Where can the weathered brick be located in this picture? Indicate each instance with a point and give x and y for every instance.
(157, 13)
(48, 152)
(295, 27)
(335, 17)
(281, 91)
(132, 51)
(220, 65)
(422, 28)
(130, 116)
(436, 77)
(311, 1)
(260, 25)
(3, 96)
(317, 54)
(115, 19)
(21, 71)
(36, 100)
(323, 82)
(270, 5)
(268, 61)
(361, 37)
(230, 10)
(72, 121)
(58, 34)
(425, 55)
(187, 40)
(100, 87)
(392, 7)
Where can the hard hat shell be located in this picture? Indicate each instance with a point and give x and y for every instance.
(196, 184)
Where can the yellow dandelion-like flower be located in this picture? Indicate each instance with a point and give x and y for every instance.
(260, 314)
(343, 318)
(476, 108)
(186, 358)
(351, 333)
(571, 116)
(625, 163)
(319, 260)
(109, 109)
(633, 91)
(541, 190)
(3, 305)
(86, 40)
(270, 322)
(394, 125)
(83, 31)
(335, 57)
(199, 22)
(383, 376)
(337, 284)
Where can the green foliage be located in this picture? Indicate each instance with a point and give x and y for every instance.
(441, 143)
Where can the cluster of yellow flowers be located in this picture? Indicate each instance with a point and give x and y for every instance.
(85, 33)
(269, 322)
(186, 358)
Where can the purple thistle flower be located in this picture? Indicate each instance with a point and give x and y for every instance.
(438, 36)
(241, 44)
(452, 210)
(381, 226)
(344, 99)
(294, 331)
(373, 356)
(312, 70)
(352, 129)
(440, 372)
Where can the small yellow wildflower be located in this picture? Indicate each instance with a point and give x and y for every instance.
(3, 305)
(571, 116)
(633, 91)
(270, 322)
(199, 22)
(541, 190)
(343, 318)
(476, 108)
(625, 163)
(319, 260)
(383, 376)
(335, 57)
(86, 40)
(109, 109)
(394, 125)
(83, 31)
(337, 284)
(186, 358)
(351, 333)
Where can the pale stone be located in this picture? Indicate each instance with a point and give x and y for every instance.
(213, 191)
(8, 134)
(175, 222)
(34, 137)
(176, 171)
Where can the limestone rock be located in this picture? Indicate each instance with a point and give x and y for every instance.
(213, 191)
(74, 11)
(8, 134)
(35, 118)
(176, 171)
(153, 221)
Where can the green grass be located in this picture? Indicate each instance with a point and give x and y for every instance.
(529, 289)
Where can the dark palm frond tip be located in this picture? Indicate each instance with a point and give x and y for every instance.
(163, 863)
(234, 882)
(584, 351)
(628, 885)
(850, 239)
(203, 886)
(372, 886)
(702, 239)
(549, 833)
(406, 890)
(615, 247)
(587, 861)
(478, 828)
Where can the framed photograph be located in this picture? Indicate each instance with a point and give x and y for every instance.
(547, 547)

■ ■ ■ ■ ■

§ **What you are asked to do**
Retype the material in full. Each word must match.

§ **Answer for the task**
Where can the weathered brick be located in this picture? Indicate each instance with a point and give x and y for every instance.
(157, 13)
(48, 152)
(295, 27)
(335, 17)
(281, 91)
(132, 51)
(220, 65)
(422, 28)
(130, 116)
(436, 77)
(311, 1)
(260, 25)
(3, 96)
(317, 54)
(115, 19)
(21, 71)
(36, 100)
(323, 82)
(270, 5)
(268, 61)
(361, 37)
(230, 10)
(72, 121)
(58, 34)
(425, 55)
(187, 40)
(100, 87)
(392, 7)
Where can the hard hat shell be located in this picture? Indicate each instance with a point and give x and y for every instance.
(196, 184)
Where can the yellow dandelion-like flower be located in this picture? Indicate each instance with a point and give x and y for every instance.
(260, 314)
(343, 318)
(476, 108)
(186, 358)
(351, 333)
(571, 116)
(625, 163)
(319, 260)
(109, 109)
(633, 91)
(541, 190)
(3, 305)
(86, 40)
(270, 322)
(394, 125)
(83, 31)
(335, 57)
(199, 22)
(383, 376)
(337, 284)
Where can the green foliage be located in this picture? Indicate each instance with a point and give x and y for every instance.
(441, 143)
Where can the cluster of yellow flowers be located in this picture? Indicate each instance with a point and give x and y for every instance.
(85, 33)
(269, 322)
(186, 358)
Where can the purple thistle flower be located in this picture? Indicate each instance with a point and give x and y for every instance.
(438, 36)
(241, 44)
(452, 210)
(381, 226)
(344, 99)
(294, 331)
(373, 356)
(312, 70)
(352, 129)
(440, 372)
Where can the small yellow wildflower be located in this picture? Indicate each instance with a point and give x and y for every instance.
(3, 305)
(571, 116)
(633, 91)
(270, 322)
(199, 22)
(541, 190)
(343, 318)
(476, 108)
(625, 163)
(319, 260)
(383, 376)
(335, 57)
(86, 40)
(109, 109)
(394, 125)
(83, 31)
(337, 284)
(186, 358)
(351, 333)
Where can the pale stone be located in this picture? Indicate each instance with a point and give x and y for every instance.
(213, 191)
(8, 134)
(175, 222)
(34, 137)
(176, 171)
Where can the limestone rock be located in this picture? Indicate each instance with a point and give x and y for every instance.
(213, 191)
(74, 11)
(8, 134)
(35, 118)
(176, 171)
(153, 221)
Where can the green grass be located in this picture? Indicate each instance with a point and give x and y for every instance.
(529, 289)
Where can the dark palm frond tip be located in this picture? Indicate each instance with a point and give x and y for every instance.
(163, 863)
(234, 882)
(584, 351)
(628, 885)
(850, 239)
(203, 886)
(372, 886)
(702, 239)
(549, 833)
(406, 890)
(615, 247)
(587, 861)
(478, 828)
Where can the framed photograph be located in this picture? Indicate each instance with a point and give x and y for every instance.
(547, 547)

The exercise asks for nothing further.